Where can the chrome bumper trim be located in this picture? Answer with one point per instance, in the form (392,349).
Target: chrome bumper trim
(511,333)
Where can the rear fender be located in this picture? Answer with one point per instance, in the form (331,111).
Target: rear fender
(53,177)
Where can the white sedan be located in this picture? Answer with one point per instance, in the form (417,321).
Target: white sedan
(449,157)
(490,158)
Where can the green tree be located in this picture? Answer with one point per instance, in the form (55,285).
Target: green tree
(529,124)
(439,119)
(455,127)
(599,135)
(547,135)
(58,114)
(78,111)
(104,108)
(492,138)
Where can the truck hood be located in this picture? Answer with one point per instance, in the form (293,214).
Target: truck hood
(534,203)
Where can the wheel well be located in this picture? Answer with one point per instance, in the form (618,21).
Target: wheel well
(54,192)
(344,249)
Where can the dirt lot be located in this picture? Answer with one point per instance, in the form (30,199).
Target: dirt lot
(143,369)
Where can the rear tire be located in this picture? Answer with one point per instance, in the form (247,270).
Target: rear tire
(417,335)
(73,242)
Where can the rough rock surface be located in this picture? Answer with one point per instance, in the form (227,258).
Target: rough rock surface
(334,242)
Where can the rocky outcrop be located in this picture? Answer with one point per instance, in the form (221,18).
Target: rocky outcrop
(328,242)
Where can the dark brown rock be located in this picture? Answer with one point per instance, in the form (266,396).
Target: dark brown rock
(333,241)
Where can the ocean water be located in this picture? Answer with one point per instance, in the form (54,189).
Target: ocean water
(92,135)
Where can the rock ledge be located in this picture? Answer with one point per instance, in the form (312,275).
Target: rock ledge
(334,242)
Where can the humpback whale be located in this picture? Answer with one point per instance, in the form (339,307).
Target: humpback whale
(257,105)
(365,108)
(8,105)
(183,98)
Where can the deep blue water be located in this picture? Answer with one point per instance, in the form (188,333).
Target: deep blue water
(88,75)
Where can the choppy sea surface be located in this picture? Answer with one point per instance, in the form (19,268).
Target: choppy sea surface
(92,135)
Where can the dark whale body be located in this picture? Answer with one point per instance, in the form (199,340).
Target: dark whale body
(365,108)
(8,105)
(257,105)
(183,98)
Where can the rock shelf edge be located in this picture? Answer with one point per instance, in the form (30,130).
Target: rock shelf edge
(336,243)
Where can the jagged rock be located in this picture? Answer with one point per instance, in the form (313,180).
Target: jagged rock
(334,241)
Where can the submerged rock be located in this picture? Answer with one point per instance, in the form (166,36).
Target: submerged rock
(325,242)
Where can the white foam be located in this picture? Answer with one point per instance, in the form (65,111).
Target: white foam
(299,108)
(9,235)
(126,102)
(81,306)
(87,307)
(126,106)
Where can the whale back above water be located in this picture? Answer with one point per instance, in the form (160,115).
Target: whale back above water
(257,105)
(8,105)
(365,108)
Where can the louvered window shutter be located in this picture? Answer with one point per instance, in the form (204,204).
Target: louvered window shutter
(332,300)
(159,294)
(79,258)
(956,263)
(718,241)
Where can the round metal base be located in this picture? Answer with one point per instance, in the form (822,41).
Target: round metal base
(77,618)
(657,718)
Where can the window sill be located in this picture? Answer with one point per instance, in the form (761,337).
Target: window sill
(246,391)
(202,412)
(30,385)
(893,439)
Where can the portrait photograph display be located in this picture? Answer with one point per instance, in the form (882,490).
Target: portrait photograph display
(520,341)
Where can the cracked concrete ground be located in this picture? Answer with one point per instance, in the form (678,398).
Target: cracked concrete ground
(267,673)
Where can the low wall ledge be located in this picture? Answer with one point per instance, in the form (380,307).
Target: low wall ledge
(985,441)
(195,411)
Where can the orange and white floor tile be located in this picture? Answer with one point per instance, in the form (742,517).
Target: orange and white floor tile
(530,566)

◆ ◆ ◆ ◆ ◆ ◆ ◆

Stated problem:
Copy every entry above word for word, without changing anything.

Written answer:
Where can the chrome bumper trim be located in this picture? Answer with one point per instance, in the form (392,349).
Target: chrome bumper trim
(511,333)
Where can the rear fender be located in this picture? Answer with one point per instance, in the form (331,111).
Target: rear fender
(53,177)
Where can the white sedan be located in this picture? Answer with one point per instance, in the form (417,321).
Target: white sedan
(449,157)
(490,158)
Where can the green tree be located in this picture? Answer with one point per instance, in the form (55,285).
Target: green tree
(529,124)
(439,119)
(455,127)
(599,135)
(547,135)
(58,114)
(78,111)
(104,108)
(492,138)
Where can the truck hood be located in this picture? Answer with one point per instance, in the form (293,214).
Target: truck hood
(534,203)
Where can the wheel well be located in this picture? Answer with one point per instance, in the form (618,21).
Target: wheel well
(54,192)
(344,249)
Where can the dirt lot be located in this picture? Answer with one point per instance, in the form (30,199).
Target: dirt lot
(143,369)
Where can the rear tire be located in this picture? Answer with one point per instance, in the form (247,270).
Target: rear tire
(417,335)
(73,242)
Where can the rough rock surface be located in this picture? Answer with one point per instance, in the form (227,258).
Target: rough rock surface
(334,242)
Where can the rocky outcrop be located in this picture? Answer with one point per instance, in the form (221,18).
Target: rocky outcrop
(328,242)
Where can the dark brown rock be located in this picture? Answer with one point per instance, in the form (266,396).
Target: dark brown rock
(333,241)
Where can the ocean water be located in this picture? Answer with one point per instance, in the form (54,189).
Target: ocean water
(92,135)
Where can the rock ledge be located in this picture? Answer with one point per instance, in the form (312,275).
Target: rock ledge
(334,242)
Where can the humpback whale be located in this picture? Answer with one point per instance, in the form (339,307).
Target: humpback whale
(257,105)
(365,108)
(8,105)
(183,98)
Where can the deep blue water be located in this picture? Answer with one point per instance, in the form (188,333).
Target: deep blue water
(88,75)
Where can the choppy sea surface be located in this picture? Answer with one point per instance, in the form (19,268).
Target: choppy sea surface
(92,135)
Where can the dark whale body be located in this picture? Answer with one point per instance, in the form (199,340).
Target: dark whale body
(365,108)
(8,105)
(257,105)
(183,98)
Where can the rock shelf edge be located in this picture? Answer with one point per instance, in the form (30,130).
Target: rock shelf edge
(336,243)
Where can the jagged rock be located in this picture? Answer with one point per instance, in the form (313,180).
Target: jagged rock
(334,241)
Where can the submerged rock be located in this picture? Answer with one point per instance, in the form (166,36).
Target: submerged rock
(325,242)
Where can the white foam be located in this picture? Answer with one point per instance, in the form (65,111).
Target: white foam
(299,108)
(9,235)
(126,102)
(81,306)
(87,307)
(126,106)
Where can the whale back above water be located in this picture? Answer with one point per instance, in the form (160,115).
Target: whale back above water
(257,105)
(8,105)
(365,108)
Where can the louvered window shutter be located in this picture? Answer with one point per instance, in the form (204,204).
Target: louvered window shutter
(332,300)
(159,294)
(79,258)
(956,263)
(718,241)
Where can the round metal base be located in this picture? Answer with one point per instance, in the form (822,41).
Target: round metal base
(77,618)
(657,718)
Where can the window sill be located in this picture? Answer with one point per instance, in the form (761,337).
Target: window sill
(246,391)
(202,412)
(30,385)
(893,439)
Where can the portrait photograph display be located in this picture? Answer with one point per instance, in the form (882,490).
Target: portrait photograph display
(520,341)
Where can the cracked concrete ground be located in this picture? Answer with one point per instance, in the form (678,398).
Target: cracked concrete ground
(267,673)
Where can the low wall ledge be located in this picture? Answer with one point per instance, in the form (380,307).
Target: low wall ledge
(985,441)
(195,411)
Where can the orange and white floor tile be located in this picture? Answer with one point per instance, in the form (742,517).
Target: orange and white floor tile
(530,566)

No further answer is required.